Give a bare count of the lines with "body" in the material below.
——
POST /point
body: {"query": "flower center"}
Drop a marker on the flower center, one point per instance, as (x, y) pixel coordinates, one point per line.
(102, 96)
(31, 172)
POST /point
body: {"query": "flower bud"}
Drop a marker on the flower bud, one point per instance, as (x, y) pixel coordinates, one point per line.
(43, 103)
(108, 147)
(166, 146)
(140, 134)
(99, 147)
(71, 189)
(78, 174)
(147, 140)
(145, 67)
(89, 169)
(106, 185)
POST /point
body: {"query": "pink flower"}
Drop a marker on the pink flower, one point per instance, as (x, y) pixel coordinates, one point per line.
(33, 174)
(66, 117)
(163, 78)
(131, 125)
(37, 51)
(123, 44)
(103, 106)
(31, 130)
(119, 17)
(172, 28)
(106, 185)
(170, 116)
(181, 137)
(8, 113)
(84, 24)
——
_ANSWER BOX:_ 3